YOUR GOAL: Select each line in the data below that contains the string "suit".
[start of MATERIALS PROVIDED]
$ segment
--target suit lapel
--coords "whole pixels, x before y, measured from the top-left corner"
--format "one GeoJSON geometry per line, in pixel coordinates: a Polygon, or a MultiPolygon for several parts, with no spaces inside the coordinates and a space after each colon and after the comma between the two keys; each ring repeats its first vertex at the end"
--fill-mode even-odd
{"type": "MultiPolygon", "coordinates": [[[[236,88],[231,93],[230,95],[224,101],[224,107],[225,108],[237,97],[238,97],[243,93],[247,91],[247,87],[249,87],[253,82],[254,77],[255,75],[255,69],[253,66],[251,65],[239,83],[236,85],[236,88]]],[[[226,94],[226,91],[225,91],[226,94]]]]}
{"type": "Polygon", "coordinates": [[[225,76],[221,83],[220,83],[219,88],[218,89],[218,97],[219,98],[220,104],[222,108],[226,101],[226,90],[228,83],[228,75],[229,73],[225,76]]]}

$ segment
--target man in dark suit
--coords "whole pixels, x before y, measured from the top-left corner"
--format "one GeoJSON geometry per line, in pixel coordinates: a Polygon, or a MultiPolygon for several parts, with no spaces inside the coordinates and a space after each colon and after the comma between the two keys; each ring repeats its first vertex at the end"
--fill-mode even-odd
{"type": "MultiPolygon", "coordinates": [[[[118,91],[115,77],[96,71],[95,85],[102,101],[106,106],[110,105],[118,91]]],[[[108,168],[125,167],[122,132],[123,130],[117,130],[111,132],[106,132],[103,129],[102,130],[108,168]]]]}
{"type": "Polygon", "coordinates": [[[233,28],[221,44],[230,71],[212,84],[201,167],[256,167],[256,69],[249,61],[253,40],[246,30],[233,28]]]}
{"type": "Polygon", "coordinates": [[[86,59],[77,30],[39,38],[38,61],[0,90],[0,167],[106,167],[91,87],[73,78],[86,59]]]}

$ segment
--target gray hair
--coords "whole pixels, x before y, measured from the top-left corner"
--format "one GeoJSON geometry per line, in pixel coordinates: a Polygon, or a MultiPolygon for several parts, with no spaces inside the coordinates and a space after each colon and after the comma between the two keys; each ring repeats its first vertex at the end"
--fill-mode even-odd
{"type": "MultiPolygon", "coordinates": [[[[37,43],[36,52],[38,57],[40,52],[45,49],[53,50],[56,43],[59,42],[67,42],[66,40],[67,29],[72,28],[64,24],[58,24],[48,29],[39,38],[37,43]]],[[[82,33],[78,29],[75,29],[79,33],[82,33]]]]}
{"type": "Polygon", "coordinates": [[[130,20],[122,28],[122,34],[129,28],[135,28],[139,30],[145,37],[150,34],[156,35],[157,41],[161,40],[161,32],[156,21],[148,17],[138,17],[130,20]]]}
[end of MATERIALS PROVIDED]
ANSWER BELOW:
--target suit lapel
--target man in dark suit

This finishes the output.